### Task statement
In the records below, which lines include "crowd"? Copy them.

(Image point grounding data)
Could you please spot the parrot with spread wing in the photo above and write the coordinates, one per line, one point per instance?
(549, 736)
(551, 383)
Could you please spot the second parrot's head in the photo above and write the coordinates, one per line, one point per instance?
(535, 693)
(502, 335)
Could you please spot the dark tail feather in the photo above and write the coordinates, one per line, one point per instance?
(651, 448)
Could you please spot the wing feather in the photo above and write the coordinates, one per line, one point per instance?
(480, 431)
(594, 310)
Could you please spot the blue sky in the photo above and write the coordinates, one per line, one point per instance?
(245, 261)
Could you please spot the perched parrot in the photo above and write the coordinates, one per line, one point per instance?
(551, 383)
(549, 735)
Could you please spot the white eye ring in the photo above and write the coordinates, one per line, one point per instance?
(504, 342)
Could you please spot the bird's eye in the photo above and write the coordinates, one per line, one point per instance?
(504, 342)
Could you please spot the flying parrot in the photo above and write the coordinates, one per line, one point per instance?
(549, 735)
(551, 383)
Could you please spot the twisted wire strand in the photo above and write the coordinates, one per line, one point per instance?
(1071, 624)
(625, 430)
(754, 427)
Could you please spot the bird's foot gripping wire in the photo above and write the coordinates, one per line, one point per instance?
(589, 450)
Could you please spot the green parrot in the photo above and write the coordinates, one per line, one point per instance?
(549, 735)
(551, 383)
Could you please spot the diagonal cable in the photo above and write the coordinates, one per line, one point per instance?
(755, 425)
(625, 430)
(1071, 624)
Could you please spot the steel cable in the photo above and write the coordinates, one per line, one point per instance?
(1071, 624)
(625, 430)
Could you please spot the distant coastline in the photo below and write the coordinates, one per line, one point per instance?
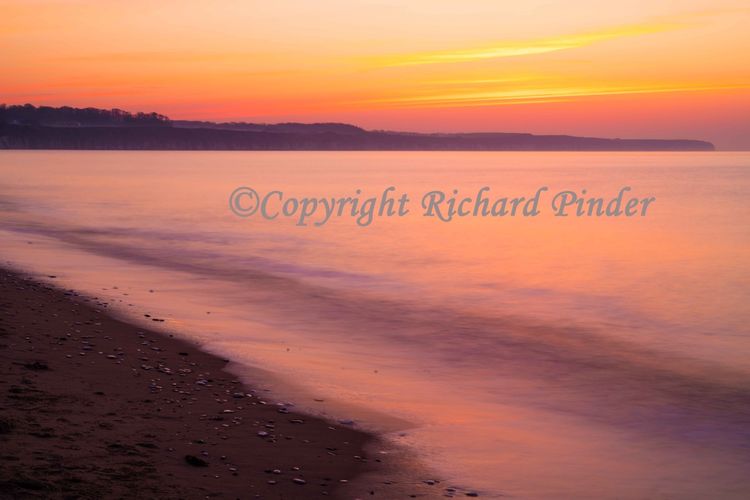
(32, 127)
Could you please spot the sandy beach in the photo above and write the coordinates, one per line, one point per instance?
(92, 407)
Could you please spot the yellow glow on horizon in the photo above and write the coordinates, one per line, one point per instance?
(390, 64)
(525, 48)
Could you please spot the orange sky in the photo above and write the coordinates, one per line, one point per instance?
(670, 69)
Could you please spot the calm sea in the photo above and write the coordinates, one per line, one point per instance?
(537, 357)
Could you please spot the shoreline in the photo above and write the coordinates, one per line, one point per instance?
(161, 418)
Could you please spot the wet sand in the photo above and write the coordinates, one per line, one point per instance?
(93, 407)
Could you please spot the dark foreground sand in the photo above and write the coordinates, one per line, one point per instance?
(92, 407)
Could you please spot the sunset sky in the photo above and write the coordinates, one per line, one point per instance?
(666, 69)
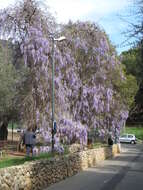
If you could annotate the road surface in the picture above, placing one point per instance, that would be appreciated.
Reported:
(124, 172)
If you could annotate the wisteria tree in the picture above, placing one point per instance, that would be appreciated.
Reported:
(88, 74)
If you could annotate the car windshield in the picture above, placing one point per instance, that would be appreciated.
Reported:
(130, 136)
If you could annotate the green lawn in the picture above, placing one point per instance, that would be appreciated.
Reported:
(138, 131)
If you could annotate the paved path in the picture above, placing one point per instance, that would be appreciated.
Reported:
(124, 172)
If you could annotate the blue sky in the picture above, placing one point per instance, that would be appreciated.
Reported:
(104, 12)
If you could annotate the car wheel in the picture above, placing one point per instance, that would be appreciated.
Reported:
(132, 142)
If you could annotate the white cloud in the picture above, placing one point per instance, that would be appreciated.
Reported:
(85, 9)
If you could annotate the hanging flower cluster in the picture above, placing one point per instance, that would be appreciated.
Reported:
(87, 74)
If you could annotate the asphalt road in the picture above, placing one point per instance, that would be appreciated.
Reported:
(124, 172)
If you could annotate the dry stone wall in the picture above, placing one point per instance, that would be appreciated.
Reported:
(37, 175)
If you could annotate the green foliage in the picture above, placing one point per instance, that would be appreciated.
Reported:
(8, 79)
(128, 90)
(132, 60)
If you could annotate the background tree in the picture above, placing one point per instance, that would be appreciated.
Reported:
(87, 78)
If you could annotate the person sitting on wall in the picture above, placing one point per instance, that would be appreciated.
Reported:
(29, 140)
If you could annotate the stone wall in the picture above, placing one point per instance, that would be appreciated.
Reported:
(37, 175)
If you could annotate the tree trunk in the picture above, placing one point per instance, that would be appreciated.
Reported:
(4, 131)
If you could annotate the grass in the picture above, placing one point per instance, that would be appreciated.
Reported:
(10, 161)
(138, 131)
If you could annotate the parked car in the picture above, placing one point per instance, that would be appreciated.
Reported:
(128, 138)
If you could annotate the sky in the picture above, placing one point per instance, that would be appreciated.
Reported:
(106, 13)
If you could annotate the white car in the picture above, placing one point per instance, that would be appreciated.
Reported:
(128, 138)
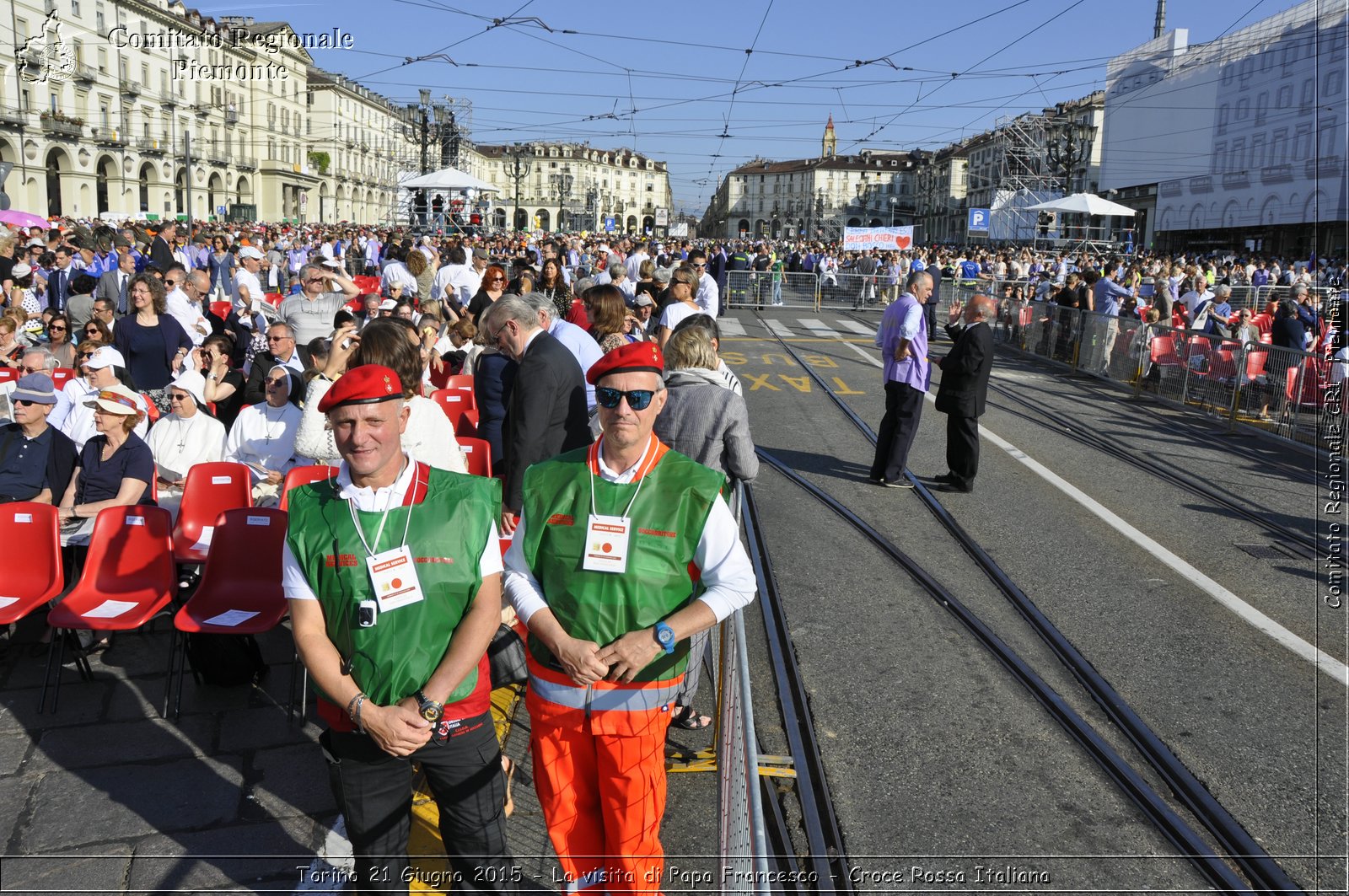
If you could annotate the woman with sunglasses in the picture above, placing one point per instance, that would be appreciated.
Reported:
(186, 436)
(58, 341)
(492, 287)
(683, 292)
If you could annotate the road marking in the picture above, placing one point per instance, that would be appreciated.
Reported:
(1254, 617)
(857, 327)
(820, 328)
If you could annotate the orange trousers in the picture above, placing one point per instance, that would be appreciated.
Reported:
(604, 795)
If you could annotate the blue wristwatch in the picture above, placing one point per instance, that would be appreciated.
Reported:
(664, 636)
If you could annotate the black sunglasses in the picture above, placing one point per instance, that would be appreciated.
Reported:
(637, 399)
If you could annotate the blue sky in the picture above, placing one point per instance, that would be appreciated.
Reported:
(883, 69)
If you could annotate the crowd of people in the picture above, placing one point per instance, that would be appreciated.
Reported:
(139, 357)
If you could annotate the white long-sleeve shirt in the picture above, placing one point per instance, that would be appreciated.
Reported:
(726, 570)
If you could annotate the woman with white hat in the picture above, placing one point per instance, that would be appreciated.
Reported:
(105, 370)
(184, 437)
(115, 466)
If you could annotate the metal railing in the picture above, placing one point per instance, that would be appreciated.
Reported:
(741, 834)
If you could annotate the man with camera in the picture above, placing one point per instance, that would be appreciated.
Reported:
(393, 612)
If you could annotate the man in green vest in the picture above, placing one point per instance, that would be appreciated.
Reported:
(393, 577)
(624, 550)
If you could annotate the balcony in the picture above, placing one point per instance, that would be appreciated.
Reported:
(57, 125)
(108, 137)
(13, 119)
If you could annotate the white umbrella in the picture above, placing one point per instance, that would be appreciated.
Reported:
(1083, 204)
(449, 180)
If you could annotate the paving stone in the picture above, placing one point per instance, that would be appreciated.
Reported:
(261, 727)
(81, 703)
(13, 799)
(13, 749)
(294, 781)
(132, 801)
(94, 869)
(240, 856)
(148, 740)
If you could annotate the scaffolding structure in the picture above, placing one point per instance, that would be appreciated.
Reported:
(1024, 177)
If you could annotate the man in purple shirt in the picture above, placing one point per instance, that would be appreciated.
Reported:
(903, 343)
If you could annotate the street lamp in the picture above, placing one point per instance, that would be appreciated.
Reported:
(563, 184)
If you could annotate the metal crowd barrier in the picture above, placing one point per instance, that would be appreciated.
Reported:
(741, 834)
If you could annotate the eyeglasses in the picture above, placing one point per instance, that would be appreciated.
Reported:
(637, 399)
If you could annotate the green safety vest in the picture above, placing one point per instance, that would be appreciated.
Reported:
(668, 517)
(447, 534)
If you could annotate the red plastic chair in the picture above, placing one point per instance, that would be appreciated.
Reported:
(467, 424)
(128, 577)
(152, 410)
(62, 375)
(454, 401)
(478, 455)
(297, 476)
(211, 490)
(31, 532)
(233, 597)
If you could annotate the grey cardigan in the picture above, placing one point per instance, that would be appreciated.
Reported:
(708, 422)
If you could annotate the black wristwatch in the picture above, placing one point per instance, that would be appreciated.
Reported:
(429, 709)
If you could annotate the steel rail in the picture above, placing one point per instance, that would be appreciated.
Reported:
(1263, 871)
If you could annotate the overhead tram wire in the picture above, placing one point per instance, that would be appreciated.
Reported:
(1263, 871)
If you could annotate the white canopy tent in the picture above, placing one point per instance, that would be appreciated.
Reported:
(449, 180)
(1083, 204)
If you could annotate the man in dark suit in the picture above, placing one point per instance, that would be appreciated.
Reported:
(114, 283)
(546, 412)
(965, 385)
(161, 249)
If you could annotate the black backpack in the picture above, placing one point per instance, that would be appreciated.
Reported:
(226, 660)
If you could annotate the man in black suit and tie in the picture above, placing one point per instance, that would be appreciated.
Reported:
(546, 410)
(965, 385)
(161, 249)
(112, 285)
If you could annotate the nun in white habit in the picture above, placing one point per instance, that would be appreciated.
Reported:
(263, 436)
(185, 437)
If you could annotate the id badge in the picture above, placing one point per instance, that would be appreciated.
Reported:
(606, 544)
(395, 577)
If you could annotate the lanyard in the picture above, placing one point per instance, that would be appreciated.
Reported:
(651, 446)
(379, 532)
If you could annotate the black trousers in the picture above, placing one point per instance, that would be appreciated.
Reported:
(903, 409)
(375, 797)
(962, 448)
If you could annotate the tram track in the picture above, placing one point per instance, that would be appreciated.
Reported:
(1261, 871)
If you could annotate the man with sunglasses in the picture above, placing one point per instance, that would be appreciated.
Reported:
(546, 412)
(600, 570)
(37, 460)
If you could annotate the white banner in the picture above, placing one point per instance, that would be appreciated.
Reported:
(883, 238)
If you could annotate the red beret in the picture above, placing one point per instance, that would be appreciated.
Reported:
(631, 358)
(363, 385)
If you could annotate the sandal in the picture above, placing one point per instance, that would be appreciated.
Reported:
(688, 720)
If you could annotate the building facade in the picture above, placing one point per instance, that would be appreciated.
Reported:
(1236, 143)
(146, 107)
(571, 186)
(814, 199)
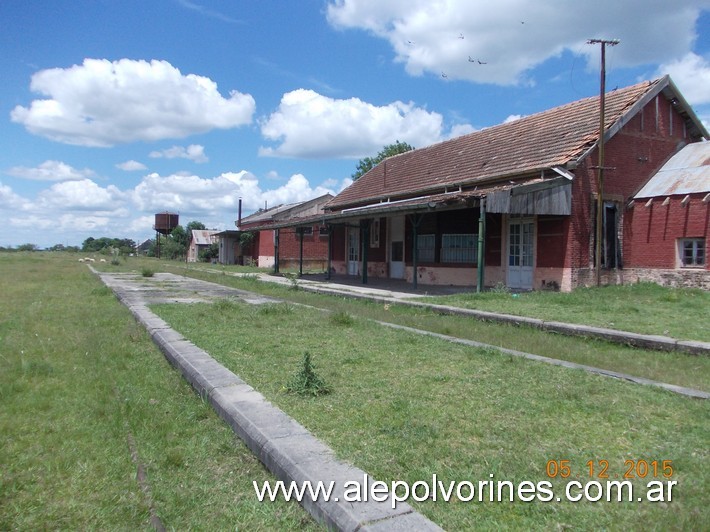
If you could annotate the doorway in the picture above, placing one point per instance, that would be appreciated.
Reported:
(397, 247)
(353, 251)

### Answer for this exercise
If you could annotate the crowd of people in the picture above, placing one point per instance, that would be appreciated.
If you could annotate the metal crowd barrier in the picture above, placing one point per instance, that would be appreciated.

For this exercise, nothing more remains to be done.